---------- PASSAGE
Jeff’s comment about all this was, “you have a very mythological commute.”

“Huh?” I said.

“You know, Charon, the ferryman from Hades, ferries newly dead souls across the river Acheron to Hades.  And then there’s Lethe, the river of forgetfulness, where souls drink before being reincarnated.”

“Wow,” said I.

How did this happen, a mythological commute?  The way the best things seem to happen, unintentionally and because they are needed. I think about Charon and Lethe often now when I’m being ferried from the inferno of San Francisco, and the transformation that hopes to occur along the way... so that I may forget.

Tequila also helps in this.
Which I think is avail. on the ferry. I know they have beer and wine and Jack Daniels.

By the way, my interviewer, Jessica plays drums, or did until last month anyway, in a band called the Pillows. It seems they’ve gone dark now.
Also speaking of defunct bands, seems Myspace unceremoniously took down my Frank Lloyd Wrong site (no email, no phone call, no condolence card). I think its because another band is already using that name. They've had it longer, so no hard feeling from me. I'll figure something out, not that anybody went there and listened to Franks sound collage anyway so whathehell...
--------------------
---------- DATASET
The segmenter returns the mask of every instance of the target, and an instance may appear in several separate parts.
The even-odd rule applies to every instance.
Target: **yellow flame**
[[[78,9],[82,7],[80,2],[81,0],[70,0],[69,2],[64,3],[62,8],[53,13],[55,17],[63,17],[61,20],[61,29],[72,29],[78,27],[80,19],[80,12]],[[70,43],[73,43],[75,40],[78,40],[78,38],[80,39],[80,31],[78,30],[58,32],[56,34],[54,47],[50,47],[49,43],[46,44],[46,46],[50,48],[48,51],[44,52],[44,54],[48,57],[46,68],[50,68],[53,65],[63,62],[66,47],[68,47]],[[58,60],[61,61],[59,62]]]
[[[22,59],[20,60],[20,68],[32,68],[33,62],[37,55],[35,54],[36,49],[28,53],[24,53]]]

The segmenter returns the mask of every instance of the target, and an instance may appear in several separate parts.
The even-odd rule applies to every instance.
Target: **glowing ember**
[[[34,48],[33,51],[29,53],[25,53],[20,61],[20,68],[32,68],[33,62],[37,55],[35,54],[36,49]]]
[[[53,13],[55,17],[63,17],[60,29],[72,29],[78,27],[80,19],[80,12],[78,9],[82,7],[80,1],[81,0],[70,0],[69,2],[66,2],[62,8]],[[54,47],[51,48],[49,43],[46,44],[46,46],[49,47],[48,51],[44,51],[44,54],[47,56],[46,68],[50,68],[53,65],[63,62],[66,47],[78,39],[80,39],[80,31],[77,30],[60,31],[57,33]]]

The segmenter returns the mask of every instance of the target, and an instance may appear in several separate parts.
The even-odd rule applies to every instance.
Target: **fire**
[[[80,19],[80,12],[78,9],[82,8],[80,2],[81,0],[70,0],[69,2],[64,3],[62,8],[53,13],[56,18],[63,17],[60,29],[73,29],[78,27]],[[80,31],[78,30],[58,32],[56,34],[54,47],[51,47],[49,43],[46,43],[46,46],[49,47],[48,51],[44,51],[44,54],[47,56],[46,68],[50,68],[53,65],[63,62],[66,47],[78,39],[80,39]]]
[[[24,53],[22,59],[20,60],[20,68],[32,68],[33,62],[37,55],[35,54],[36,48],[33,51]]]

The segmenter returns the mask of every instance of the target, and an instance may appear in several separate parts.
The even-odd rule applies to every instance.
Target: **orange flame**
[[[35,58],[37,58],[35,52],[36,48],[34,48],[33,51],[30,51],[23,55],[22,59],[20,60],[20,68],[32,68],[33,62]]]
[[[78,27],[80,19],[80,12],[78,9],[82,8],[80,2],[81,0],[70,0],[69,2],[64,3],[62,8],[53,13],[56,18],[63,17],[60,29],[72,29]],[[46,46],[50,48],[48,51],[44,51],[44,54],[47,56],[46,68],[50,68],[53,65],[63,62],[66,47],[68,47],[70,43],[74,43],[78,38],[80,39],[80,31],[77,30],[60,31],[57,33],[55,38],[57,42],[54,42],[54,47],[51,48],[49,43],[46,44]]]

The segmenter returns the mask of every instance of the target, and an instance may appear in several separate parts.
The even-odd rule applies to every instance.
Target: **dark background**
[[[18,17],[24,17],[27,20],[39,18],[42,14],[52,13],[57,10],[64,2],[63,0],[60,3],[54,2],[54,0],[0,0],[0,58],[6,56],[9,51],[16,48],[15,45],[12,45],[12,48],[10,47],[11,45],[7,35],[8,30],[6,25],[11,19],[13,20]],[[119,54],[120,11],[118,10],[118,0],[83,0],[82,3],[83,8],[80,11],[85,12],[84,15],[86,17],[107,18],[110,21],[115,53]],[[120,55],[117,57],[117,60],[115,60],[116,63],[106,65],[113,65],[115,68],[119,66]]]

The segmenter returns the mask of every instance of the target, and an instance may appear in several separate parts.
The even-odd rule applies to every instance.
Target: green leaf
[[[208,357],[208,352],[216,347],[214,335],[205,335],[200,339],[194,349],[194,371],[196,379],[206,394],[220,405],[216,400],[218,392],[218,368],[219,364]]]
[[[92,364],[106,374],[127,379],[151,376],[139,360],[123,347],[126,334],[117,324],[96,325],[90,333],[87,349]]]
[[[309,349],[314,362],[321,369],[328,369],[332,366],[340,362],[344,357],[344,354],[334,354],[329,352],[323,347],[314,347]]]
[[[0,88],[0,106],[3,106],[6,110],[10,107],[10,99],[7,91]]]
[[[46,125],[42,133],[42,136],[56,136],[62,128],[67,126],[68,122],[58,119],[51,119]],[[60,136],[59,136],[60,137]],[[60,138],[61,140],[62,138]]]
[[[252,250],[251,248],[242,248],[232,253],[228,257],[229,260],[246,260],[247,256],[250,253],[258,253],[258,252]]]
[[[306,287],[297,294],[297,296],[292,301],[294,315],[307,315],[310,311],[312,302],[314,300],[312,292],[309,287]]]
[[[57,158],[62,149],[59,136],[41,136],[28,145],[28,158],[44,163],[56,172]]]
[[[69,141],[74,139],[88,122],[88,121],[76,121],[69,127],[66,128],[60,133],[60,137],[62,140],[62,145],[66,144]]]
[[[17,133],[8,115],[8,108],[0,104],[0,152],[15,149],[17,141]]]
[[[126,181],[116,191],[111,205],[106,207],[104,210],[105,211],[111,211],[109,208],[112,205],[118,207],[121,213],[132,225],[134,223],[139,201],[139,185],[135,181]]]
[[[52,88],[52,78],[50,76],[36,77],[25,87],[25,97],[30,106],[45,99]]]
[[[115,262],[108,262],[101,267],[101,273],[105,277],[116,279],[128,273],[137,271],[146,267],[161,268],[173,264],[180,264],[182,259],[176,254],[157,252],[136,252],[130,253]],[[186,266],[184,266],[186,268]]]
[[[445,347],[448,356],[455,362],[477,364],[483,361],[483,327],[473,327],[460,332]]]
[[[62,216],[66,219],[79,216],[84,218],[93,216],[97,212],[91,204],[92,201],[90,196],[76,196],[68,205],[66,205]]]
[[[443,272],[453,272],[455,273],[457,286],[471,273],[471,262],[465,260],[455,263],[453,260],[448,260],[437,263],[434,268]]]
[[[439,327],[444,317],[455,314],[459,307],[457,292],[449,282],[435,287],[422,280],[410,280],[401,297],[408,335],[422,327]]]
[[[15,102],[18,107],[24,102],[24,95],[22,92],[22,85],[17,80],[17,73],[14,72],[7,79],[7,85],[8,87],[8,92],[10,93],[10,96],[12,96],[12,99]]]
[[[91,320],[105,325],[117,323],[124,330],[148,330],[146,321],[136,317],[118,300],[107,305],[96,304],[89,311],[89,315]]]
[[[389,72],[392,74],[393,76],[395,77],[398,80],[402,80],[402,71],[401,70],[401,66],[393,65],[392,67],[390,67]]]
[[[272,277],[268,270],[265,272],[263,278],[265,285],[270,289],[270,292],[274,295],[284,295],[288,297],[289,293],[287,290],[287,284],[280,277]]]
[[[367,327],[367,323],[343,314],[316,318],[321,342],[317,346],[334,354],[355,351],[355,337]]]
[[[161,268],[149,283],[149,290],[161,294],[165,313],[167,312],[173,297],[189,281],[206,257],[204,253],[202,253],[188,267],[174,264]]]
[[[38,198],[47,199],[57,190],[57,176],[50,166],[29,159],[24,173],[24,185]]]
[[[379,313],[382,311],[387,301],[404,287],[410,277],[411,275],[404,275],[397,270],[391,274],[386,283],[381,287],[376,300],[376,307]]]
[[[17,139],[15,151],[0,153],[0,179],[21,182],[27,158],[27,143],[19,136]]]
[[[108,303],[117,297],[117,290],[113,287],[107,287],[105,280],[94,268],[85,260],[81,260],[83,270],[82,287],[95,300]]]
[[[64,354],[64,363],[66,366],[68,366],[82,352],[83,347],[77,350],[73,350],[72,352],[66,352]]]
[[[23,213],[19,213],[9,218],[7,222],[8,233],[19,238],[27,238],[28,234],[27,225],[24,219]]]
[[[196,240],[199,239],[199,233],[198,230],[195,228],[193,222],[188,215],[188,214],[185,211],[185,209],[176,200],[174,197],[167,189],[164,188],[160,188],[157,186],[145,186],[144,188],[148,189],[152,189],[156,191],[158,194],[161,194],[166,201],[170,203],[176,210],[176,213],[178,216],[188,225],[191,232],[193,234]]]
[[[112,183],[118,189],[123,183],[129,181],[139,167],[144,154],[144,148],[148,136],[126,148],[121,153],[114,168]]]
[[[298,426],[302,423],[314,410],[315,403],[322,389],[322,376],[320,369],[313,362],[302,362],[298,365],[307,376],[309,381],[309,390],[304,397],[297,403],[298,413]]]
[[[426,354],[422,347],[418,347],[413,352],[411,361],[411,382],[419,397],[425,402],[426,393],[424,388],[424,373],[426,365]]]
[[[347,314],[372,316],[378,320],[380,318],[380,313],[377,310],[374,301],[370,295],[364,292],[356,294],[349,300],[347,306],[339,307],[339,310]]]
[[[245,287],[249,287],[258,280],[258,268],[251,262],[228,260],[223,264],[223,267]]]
--------------------
** EXERCISE OBJECTIVE **
Please output the part of the commute post between "Which I think" and "anyway so whathehell...", inclusive, copied word for word. Work only from the text; the records play no part.

** RESPONSE FOR THIS EXERCISE **
Which I think is avail. on the ferry. I know they have beer and wine and Jack Daniels.

By the way, my interviewer, Jessica plays drums, or did until last month anyway, in a band called the Pillows. It seems they’ve gone dark now.
Also speaking of defunct bands, seems Myspace unceremoniously took down my Frank Lloyd Wrong site (no email, no phone call, no condolence card). I think its because another band is already using that name. They've had it longer, so no hard feeling from me. I'll figure something out, not that anybody went there and listened to Franks sound collage anyway so whathehell...